=== THE TASK ===
The reply has to contain each record exactly as written.

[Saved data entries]
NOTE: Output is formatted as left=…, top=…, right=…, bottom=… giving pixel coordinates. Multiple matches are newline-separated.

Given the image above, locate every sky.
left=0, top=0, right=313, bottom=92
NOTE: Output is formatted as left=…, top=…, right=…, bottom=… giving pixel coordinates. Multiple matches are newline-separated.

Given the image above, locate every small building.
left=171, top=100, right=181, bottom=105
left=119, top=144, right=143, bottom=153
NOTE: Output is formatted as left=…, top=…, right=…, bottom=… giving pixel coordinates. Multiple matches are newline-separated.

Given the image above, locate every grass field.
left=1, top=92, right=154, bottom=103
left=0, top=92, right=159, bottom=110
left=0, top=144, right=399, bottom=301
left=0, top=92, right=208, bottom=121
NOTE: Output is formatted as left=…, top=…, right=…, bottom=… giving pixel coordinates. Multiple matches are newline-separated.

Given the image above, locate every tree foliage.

=== RESPONSE ===
NOTE: Output is formatted as left=…, top=…, right=…, bottom=… giving pixel coordinates. Multiple matches are newline-separated.

Given the image above, locate every sky.
left=0, top=0, right=313, bottom=92
NOTE: Output is formatted as left=…, top=…, right=…, bottom=… giving pixel coordinates. Multiple matches are newline-separated.

Given the image above, locate every small building.
left=171, top=100, right=181, bottom=105
left=119, top=144, right=143, bottom=153
NOTE: Output is formatted as left=…, top=…, right=…, bottom=… giving pixel coordinates. Multiple matches are newline-separated.

Given the image above, locate every grass field.
left=1, top=92, right=154, bottom=103
left=0, top=92, right=159, bottom=110
left=0, top=144, right=399, bottom=301
left=0, top=92, right=208, bottom=121
NOTE: Output is formatted as left=…, top=…, right=…, bottom=… giving pixel coordinates. Multiple matches are newline-separated.

Given the image above, locate every tree foliage.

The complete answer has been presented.